§ Exercise goal
Every entry must be repeated exactly. Exclude all pictures.

↓↓↓

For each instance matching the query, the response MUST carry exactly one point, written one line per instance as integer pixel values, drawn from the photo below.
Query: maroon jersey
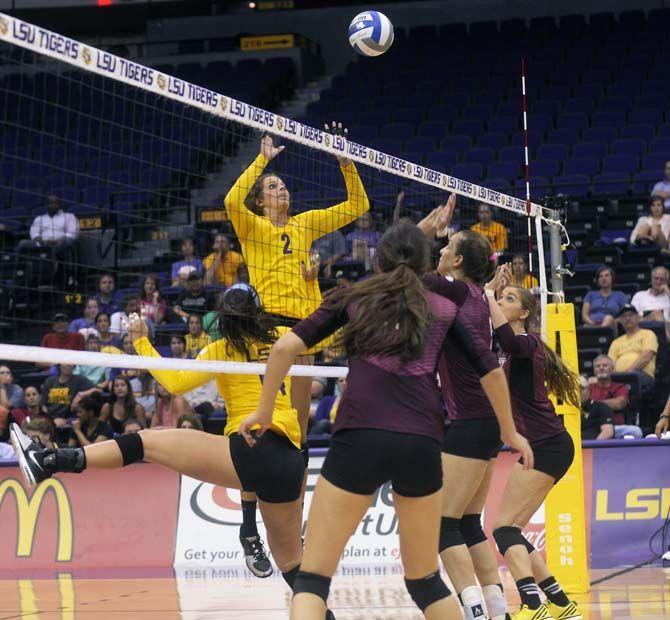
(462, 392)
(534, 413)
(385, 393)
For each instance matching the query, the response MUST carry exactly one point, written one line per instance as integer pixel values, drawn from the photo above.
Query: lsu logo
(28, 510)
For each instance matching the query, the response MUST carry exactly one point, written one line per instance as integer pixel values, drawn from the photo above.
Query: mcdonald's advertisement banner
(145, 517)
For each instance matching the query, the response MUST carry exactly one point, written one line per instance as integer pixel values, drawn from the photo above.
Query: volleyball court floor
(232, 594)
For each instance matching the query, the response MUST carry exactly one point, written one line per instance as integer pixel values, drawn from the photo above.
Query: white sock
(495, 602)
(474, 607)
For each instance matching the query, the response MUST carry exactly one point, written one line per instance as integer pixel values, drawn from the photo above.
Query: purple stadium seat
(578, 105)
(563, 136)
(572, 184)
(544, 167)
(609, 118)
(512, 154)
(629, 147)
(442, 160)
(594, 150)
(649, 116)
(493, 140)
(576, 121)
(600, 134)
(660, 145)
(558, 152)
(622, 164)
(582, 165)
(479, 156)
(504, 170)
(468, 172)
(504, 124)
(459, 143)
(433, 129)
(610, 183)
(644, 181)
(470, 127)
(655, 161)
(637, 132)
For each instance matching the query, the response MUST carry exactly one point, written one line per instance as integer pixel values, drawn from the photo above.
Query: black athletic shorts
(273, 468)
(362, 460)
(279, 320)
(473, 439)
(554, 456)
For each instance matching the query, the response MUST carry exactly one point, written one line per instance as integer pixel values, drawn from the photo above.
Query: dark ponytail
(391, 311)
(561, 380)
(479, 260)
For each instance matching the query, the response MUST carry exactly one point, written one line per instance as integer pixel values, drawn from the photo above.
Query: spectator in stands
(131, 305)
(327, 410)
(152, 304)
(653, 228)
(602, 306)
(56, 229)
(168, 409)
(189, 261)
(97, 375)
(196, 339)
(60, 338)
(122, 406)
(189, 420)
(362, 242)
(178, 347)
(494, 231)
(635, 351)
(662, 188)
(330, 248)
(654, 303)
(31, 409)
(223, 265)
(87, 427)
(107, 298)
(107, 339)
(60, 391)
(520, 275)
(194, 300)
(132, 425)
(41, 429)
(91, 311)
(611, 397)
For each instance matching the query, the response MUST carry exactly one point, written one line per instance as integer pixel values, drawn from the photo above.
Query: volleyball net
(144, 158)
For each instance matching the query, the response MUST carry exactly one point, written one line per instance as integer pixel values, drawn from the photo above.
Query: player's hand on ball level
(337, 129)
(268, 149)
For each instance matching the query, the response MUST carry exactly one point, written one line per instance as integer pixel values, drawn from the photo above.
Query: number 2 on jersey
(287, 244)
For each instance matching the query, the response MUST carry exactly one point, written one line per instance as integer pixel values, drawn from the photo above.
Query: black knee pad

↑↑↑

§ The response
For each instance matching the query, the response MUST carry exactly one point, written one line per instance as integer pixel values, drawn from the photo below.
Query: maroon jersey
(462, 392)
(534, 413)
(385, 393)
For each instance matching the query, the response MUST carry exactly one point, written one line per instance as integer pixel values, drawn from the photo above.
Query: lsu logo
(28, 510)
For each instance matching the query, the response MUST carry exactly one point, written one line per instance as integer pixel values, drawn from the photo above.
Query: mcdonald's advertisement banner
(145, 517)
For each instance matching the query, the response MUST carry exactly one point, written one line per instance as integer pixel values, drawn from the photo above.
Query: volleyball court floor
(232, 594)
For each instance matching the query, the response MUST carry exactly one point, written one line per instance as integer pixel values, drawn from the photo above.
Query: white sock
(495, 602)
(474, 607)
For each instance matching the query, the response MUST carry exactly one point, written one line per instance as integer pixel values, drawn from the photo above.
Query: purple stadium seat
(578, 105)
(563, 136)
(572, 184)
(544, 167)
(609, 118)
(512, 154)
(629, 147)
(442, 160)
(594, 150)
(649, 116)
(493, 140)
(576, 121)
(600, 134)
(660, 145)
(558, 152)
(622, 164)
(582, 165)
(479, 156)
(504, 170)
(468, 172)
(504, 124)
(459, 143)
(433, 129)
(610, 183)
(644, 181)
(470, 127)
(655, 161)
(637, 132)
For each instance matching the query, the response MUST carry exactly one point, written one line per instance as integer pixel values, drawn from the photo above.
Query: black athletic shorts
(273, 468)
(362, 460)
(279, 320)
(473, 439)
(554, 456)
For each instance matching the query, the response MUST carry exactly one point, written one line per instance as integer pixel values, drawn from the photo above.
Query: dark ponytail
(391, 311)
(561, 380)
(479, 260)
For each instance matching the query, the response MUST carry exactly one point, written one line per instance as integer pixel values, drawn from the photo above.
Query: spectator in stands
(131, 305)
(327, 410)
(152, 304)
(653, 228)
(602, 306)
(56, 229)
(168, 409)
(189, 261)
(97, 375)
(196, 339)
(60, 338)
(122, 406)
(189, 420)
(362, 242)
(178, 347)
(494, 231)
(635, 351)
(662, 188)
(330, 248)
(654, 303)
(31, 409)
(223, 265)
(87, 427)
(107, 298)
(107, 339)
(60, 391)
(520, 275)
(194, 300)
(132, 425)
(41, 429)
(91, 311)
(611, 397)
For each instance matching the query, the response MUST carry exactly one point, written one line per instance as integer pixel values, drawn from the photo above.
Query: volleyball net
(144, 158)
For each instance matching the query, the response MUST carry exactly one point, written one line per instance as integer pixel values, drawn from the photo above.
Query: player's hand on ball level
(337, 129)
(268, 149)
For each instance matching the query, the response MUST carry exactly one point, written one line per instance as integer pixel values, drawn from the photo above.
Query: number 2 on jersey
(287, 244)
For each instance matching the query, the response MUST carry exactly one point, written one line per instance as integer pixel values, drawn from the photo above.
Query: black knee pad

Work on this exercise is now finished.